[THE EXERCISE]
Put every line of all the items below into a Markdown table with two columns, Row and Line, numbering the rows in order and leaving out any blank lines.

════════

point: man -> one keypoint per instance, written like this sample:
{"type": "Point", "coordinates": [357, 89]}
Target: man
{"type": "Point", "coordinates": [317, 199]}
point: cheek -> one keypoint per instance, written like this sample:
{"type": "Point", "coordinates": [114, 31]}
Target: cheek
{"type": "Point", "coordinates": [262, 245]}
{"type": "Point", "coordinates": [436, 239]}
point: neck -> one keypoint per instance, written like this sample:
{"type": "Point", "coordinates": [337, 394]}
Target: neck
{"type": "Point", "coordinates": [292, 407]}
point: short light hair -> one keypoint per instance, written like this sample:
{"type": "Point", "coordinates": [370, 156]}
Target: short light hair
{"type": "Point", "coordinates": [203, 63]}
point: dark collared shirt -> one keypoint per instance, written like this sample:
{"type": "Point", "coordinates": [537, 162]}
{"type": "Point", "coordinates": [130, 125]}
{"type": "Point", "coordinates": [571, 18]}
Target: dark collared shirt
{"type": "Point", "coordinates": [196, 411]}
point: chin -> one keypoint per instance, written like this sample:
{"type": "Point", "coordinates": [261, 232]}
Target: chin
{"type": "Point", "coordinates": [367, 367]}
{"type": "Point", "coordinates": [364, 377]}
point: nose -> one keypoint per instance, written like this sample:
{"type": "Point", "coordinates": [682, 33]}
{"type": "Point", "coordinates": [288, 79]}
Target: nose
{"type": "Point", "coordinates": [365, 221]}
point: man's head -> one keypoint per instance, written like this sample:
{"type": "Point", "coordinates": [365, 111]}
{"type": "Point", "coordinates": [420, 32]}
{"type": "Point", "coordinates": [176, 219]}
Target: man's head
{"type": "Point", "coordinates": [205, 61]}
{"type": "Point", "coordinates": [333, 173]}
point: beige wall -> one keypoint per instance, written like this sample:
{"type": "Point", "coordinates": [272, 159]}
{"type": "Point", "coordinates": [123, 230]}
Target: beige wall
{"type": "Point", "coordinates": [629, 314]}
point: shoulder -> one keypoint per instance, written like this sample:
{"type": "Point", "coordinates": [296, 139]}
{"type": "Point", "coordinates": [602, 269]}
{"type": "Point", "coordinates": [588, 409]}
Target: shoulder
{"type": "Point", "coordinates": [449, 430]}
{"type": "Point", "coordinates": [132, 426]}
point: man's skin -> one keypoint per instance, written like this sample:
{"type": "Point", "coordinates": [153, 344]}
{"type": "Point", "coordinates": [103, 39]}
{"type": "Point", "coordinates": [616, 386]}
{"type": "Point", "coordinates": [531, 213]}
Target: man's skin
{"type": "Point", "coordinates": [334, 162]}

════════

[EXPECTED ANSWER]
| Row | Line |
|---|---|
| 1 | point: man -> one keypoint per instance, written like this sample: |
| 2 | {"type": "Point", "coordinates": [357, 89]} |
| 3 | Target: man |
| 4 | {"type": "Point", "coordinates": [317, 199]} |
| 5 | point: cheek -> one keypoint per instance, written like this sample: |
| 6 | {"type": "Point", "coordinates": [114, 31]} |
| 7 | Target: cheek |
| 8 | {"type": "Point", "coordinates": [262, 245]} |
| 9 | {"type": "Point", "coordinates": [436, 239]} |
| 10 | point: neck -> one keypoint per instance, written like this sample: |
| 11 | {"type": "Point", "coordinates": [337, 394]} |
| 12 | Target: neck |
| 13 | {"type": "Point", "coordinates": [292, 407]} |
| 14 | point: short light hair -> one keypoint per instance, written like this sample: |
| 15 | {"type": "Point", "coordinates": [370, 156]} |
| 16 | Target: short light hair |
| 17 | {"type": "Point", "coordinates": [203, 63]} |
| 18 | point: dark collared shirt -> one keypoint per instance, written like this sample: |
| 19 | {"type": "Point", "coordinates": [537, 162]} |
| 20 | {"type": "Point", "coordinates": [130, 125]} |
| 21 | {"type": "Point", "coordinates": [571, 18]} |
| 22 | Target: dark collared shirt |
| 23 | {"type": "Point", "coordinates": [196, 411]} |
| 24 | point: chin -> one keypoint per instance, written like this sample: |
| 25 | {"type": "Point", "coordinates": [261, 232]} |
| 26 | Target: chin |
| 27 | {"type": "Point", "coordinates": [367, 367]} |
| 28 | {"type": "Point", "coordinates": [364, 377]} |
| 29 | point: nose -> one keypoint per instance, written like this sample: |
| 30 | {"type": "Point", "coordinates": [682, 33]} |
| 31 | {"type": "Point", "coordinates": [288, 79]} |
| 32 | Target: nose |
| 33 | {"type": "Point", "coordinates": [365, 221]} |
| 34 | point: man's head -> one keypoint per instance, written like this sample: |
| 35 | {"type": "Point", "coordinates": [365, 111]} |
| 36 | {"type": "Point", "coordinates": [420, 32]} |
| 37 | {"type": "Point", "coordinates": [176, 219]} |
| 38 | Target: man's head |
| 39 | {"type": "Point", "coordinates": [205, 61]} |
| 40 | {"type": "Point", "coordinates": [333, 173]} |
| 41 | point: beige wall -> one keypoint per instance, written like this sample: |
| 42 | {"type": "Point", "coordinates": [272, 159]} |
| 43 | {"type": "Point", "coordinates": [123, 230]} |
| 44 | Target: beige wall |
| 45 | {"type": "Point", "coordinates": [629, 314]} |
| 46 | point: shoulder -> one keypoint per instance, written like this sample: |
| 47 | {"type": "Point", "coordinates": [296, 139]} |
| 48 | {"type": "Point", "coordinates": [602, 269]} |
| 49 | {"type": "Point", "coordinates": [588, 409]} |
| 50 | Target: shoulder |
| 51 | {"type": "Point", "coordinates": [449, 430]} |
| 52 | {"type": "Point", "coordinates": [132, 426]} |
| 53 | point: man's skin -> one keypoint per instance, written like this sample: |
| 54 | {"type": "Point", "coordinates": [153, 344]} |
| 55 | {"type": "Point", "coordinates": [103, 39]} |
| 56 | {"type": "Point", "coordinates": [616, 386]} |
| 57 | {"type": "Point", "coordinates": [531, 213]} |
| 58 | Target: man's skin |
| 59 | {"type": "Point", "coordinates": [334, 162]} |